● What is expected
Omit every image, and transcribe the remaining entries exactly as given.

··· Given data ···

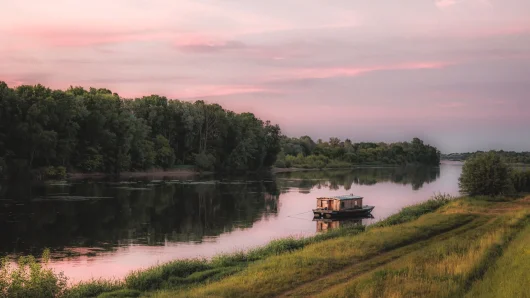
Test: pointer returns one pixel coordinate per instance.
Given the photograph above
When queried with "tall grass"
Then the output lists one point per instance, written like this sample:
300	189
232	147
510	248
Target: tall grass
28	278
415	211
280	273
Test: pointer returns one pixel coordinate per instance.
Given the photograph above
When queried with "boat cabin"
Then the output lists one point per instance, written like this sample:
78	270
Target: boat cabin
338	203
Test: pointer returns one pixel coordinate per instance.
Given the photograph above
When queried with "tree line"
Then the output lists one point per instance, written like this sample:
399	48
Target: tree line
488	174
96	130
507	156
305	153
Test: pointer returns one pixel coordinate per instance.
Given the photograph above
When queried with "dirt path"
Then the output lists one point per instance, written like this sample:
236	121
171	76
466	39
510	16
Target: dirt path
344	275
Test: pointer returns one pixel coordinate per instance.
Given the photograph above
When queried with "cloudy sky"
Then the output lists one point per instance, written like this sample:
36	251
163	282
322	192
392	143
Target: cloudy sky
453	72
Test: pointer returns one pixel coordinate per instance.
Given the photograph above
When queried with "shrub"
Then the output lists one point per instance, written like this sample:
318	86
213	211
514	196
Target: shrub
486	174
54	173
205	161
93	288
521	180
30	279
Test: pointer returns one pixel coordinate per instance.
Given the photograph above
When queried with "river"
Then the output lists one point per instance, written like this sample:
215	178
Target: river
105	229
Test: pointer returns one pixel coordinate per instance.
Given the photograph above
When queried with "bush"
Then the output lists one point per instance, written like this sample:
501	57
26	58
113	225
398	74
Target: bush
205	161
413	212
54	173
521	180
93	288
486	174
30	279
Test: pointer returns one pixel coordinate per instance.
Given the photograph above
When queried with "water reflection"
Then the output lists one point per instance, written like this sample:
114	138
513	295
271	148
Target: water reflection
106	215
109	228
325	224
415	176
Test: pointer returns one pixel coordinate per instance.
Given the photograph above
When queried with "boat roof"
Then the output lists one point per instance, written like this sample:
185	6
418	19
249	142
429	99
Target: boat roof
347	197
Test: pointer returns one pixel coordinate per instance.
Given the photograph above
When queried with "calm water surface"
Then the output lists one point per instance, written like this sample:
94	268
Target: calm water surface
106	229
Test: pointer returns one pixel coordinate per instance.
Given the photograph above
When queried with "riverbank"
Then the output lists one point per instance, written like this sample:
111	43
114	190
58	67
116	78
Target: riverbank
442	247
438	248
184	173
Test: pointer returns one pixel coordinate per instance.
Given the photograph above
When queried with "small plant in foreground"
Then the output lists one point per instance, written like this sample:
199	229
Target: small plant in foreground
28	278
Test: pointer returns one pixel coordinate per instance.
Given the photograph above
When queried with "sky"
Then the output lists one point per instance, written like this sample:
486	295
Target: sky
455	73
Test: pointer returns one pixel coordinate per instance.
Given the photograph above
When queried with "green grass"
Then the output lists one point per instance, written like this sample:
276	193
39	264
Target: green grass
445	247
510	276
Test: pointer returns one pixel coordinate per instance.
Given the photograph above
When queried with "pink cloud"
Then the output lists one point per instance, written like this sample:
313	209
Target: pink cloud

···

● Full output
Test: pointer returns one pixel coordinate per instance.
Given the photograph above
When queried with "tall grass"
Then the output lists one point per instance, written like this sample:
300	189
232	147
510	248
Target: tall grass
28	278
415	211
280	273
Test: pointer returns one pixel coordinate per instance.
Given the photograph above
When queried with "boat cabin"
Then the output lists one point per instance, written like this sample:
78	270
Target: boat cabin
338	203
Test: pointer returns one pixel coordinate per instance.
Given the photograph above
When queried with "tree line"
Then the output lists one point per instance, written like this sample:
399	48
Target: tree line
488	174
96	130
507	156
305	153
Test: pointer returns one pixel coordinate per instance.
Given the photograph above
When queried with "dirt path"
Then the output lists one point per instance, written like this sample:
236	121
171	76
466	39
510	16
Target: dirt path
344	275
Test: pointer returns one pixel coordinate per instance.
Given the photograph above
When queried with "cloudy sky"
Then the output lists one point per instance, written like this sample:
36	251
163	282
322	192
392	143
Target: cloudy sky
453	72
Test: pointer returns one pixel coordinate per instance.
Given the photograph above
When queried with "shrub"
Then the output lists one point per instance, written like this sample:
318	86
213	211
514	196
Target: shrub
486	174
54	173
205	161
93	288
521	180
30	279
Test: pointer returns one pixel coordinate per instance.
Given the photograph above
When queried with "river"
Then the output lists one point per instance, written like this sample:
215	178
Target: river
105	229
Test: pointer returns one pixel coordinate per instance.
Given the photograph above
When queried with "bush"
Then the output lists one point per instance, written like this sample:
501	57
26	58
113	225
398	74
Target: bush
205	161
413	212
54	173
521	180
93	288
486	174
30	279
Test: pointer returns one pixel coordinate per instance.
Given the photograph above
When queried with "water reflection"
Then the output lists one point per instance, written like this sample:
114	138
513	295
271	148
Target: water reflection
106	215
109	228
325	224
415	176
Test: pointer returns one pixel coordinate per instance.
Given the photograph above
When queried with "boat roof"
Then the output lists one point per instance, written like this sample:
185	6
418	19
249	142
429	99
Target: boat roof
347	197
Test: pointer returns one pixel coordinate per instance.
Given the photograph above
When queried with "calm water surface"
Then the output lists one point per instance, written like this sample:
94	268
Target: calm water surface
106	229
Test: pointer returns one pixel coordinate per instance.
Given the photograph above
When queried with "riverbank"
Then the output lists one point per instance, written like this sample:
111	43
114	190
58	67
116	78
Target: riverbank
442	247
438	248
184	173
Test: pointer returns one pixel coordinate per instance.
Given the photograph above
When queried with "small plant in foreground"
Then the output lists one point per instance, written like this sample:
199	229
Target: small plant in foreground
28	278
Test: pointer returns one pixel coordinate per instance.
Given the photograph above
When queried with "sky"
Then the output lists one point per instance, written like this sample:
486	295
Target: sky
455	73
Test: pointer returns one pixel coordinate per instance.
Given the photograph above
When queried with "green grass"
Then the output lists one point per instance, written like this sample:
276	193
39	264
Target: green grass
445	247
510	276
Test: pointer returns one pixel coordinate per instance.
Given the photograph above
When queried with "pink cloud"
Then the output lists one point per instance, written like this sample:
313	209
Target: pink cloud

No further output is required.